BEGIN DATASET ENTRIES

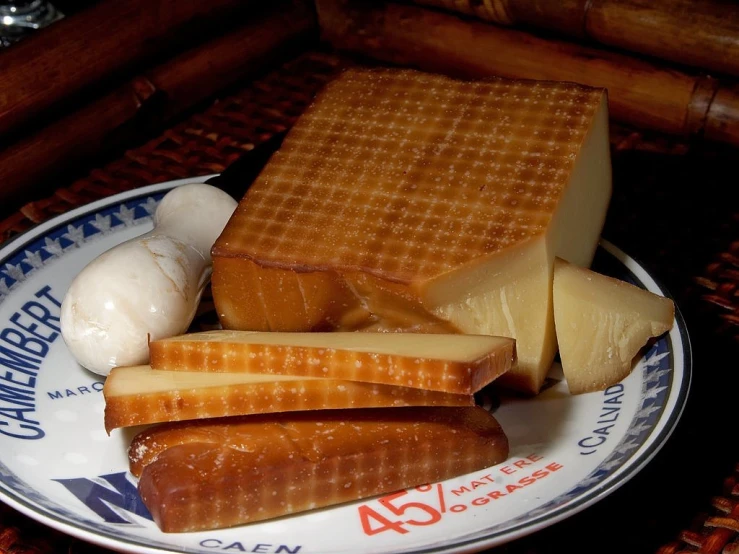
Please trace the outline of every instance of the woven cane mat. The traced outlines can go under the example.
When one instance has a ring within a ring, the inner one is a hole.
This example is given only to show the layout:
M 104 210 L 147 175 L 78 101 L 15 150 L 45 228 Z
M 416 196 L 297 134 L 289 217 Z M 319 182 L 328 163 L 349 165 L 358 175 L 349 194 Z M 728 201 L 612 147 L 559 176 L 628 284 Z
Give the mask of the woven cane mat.
M 0 222 L 0 241 L 84 203 L 222 171 L 295 121 L 347 61 L 309 52 L 108 165 Z M 739 339 L 737 152 L 614 128 L 615 190 L 604 236 L 675 296 L 693 347 L 691 397 L 678 429 L 633 480 L 561 523 L 494 550 L 739 552 L 735 396 Z M 0 554 L 105 553 L 0 505 Z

END DATASET ENTRIES

*YOUR OBJECTIVE*. Rewrite every line of the entries above, requests included, but omit the pictures. Scale each coordinate in the answer outlines by 0.95 and round it to a whole number, with halves rounded up, while the coordinates in the layout sample stay as they are.

*PROBLEM SOLUTION*.
Please trace the outline of every instance of the woven cane mat. The traced outlines can go under the example.
When one instance has a ring within a ring, the inner one is a hole.
This example is given only to show the layout:
M 104 210 L 147 175 L 78 101 L 15 150 L 45 228 Z
M 416 196 L 297 134 L 289 217 Z M 319 182 L 328 163 L 349 165 L 358 175 L 349 194 Z M 728 201 L 612 147 L 559 176 L 628 284 Z
Give the mask of the woven cane mat.
M 0 211 L 0 229 L 80 193 L 211 162 L 280 115 L 330 58 L 294 49 L 103 157 Z M 702 322 L 700 144 L 583 122 L 584 181 L 574 224 L 641 281 L 658 330 L 656 377 L 644 408 L 601 456 L 533 497 L 469 523 L 702 524 L 698 376 Z M 0 526 L 100 525 L 0 480 Z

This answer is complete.